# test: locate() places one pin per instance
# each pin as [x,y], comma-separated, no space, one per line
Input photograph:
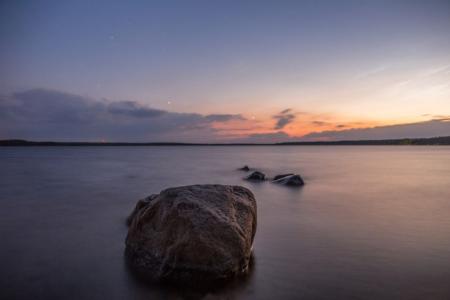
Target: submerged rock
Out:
[193,233]
[281,176]
[290,180]
[256,176]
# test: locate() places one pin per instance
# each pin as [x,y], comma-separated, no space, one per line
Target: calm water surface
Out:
[370,223]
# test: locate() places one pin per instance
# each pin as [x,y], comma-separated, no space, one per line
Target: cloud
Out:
[432,128]
[283,118]
[133,109]
[269,137]
[42,114]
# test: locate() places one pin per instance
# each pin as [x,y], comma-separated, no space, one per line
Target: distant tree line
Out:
[445,140]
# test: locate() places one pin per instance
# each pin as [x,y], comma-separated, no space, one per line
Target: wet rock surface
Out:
[290,180]
[193,233]
[256,176]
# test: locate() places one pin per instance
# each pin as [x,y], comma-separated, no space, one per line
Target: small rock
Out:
[281,176]
[256,176]
[290,180]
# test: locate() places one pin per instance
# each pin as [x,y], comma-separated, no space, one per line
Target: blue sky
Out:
[335,64]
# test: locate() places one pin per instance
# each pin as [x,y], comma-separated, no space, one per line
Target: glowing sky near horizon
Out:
[334,64]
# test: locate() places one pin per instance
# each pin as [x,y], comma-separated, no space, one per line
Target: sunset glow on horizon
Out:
[252,71]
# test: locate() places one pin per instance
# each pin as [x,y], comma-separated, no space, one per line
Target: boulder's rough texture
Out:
[281,176]
[256,176]
[193,233]
[141,204]
[290,180]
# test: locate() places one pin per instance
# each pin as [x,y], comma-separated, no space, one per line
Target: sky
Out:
[224,71]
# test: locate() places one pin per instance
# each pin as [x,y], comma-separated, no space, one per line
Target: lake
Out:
[372,222]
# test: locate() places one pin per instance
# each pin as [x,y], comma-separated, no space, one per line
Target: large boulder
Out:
[290,180]
[193,233]
[256,176]
[245,168]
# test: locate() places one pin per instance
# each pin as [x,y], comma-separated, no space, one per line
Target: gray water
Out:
[370,223]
= = = = =
• **WHAT NEEDS TO BE DONE**:
Leaving all pictures aside, quote each record exactly.

• **CORRECT RESULT**:
# test: locate() places one pin per instance
# each pin as [x,y], comma-separated, no space, one per line
Input photograph:
Target: submerged rock
Out:
[193,233]
[281,176]
[290,180]
[256,176]
# test: locate() places one pin per instance
# each pin as [x,y], comma-separated, no space, one per line
Target: calm water surface
Out:
[370,223]
# test: locate() places one pin per instance
# each pin as [x,y], comma-separated, no space, one per line
Target: cloud
Out:
[432,128]
[283,118]
[133,109]
[269,137]
[42,114]
# test: locate() places one pin per instance
# each pin as [x,y], comma-separated, no space, one per line
Target: distant tree line
Out:
[445,140]
# test: locate() places one pin per instance
# each pin as [x,y], comma-separated, no space, one per line
Target: wet rock surface
Out:
[290,180]
[193,233]
[256,176]
# test: locate() places one pin per instance
# each pin as [x,y], comma-separated, no space, one per line
Target: small rock
Out:
[281,176]
[256,176]
[290,180]
# test: locate() places one pin per instance
# each pin as [x,y], comma-separated, no space, one per line
Target: blue sky
Out:
[335,64]
# test: locate() places one pin per instance
# each pin as [x,y], comma-separated, no space, one per line
Target: glowing sky near horizon
Out:
[334,64]
# test: locate() places one pin per instance
# each pin as [x,y], comma-separated, no space, one per line
Target: sunset glow on horizon
Out:
[252,71]
# test: locate() places one pin per instance
# each pin as [x,y], comma-separated, no space, one per line
Target: boulder's rough texture
Out:
[281,176]
[256,176]
[193,233]
[141,204]
[290,180]
# test: locate() places one pin per instance
# each pin as [x,y], comma-separated, no space, one per line
Target: sky
Out:
[224,71]
# test: locate() places one pin per instance
# each pin as [x,y], comma-separated, no space, one per line
Target: lake
Out:
[372,222]
# test: locate() places one pin per instance
# each pin as [x,y], comma-separated, no space, one per line
Target: large boulder
Out:
[290,180]
[193,233]
[256,176]
[245,168]
# test: locate() places one pin per instance
# each pin as [x,y], comma-separated, no space, one per line
Target: gray water
Out:
[370,223]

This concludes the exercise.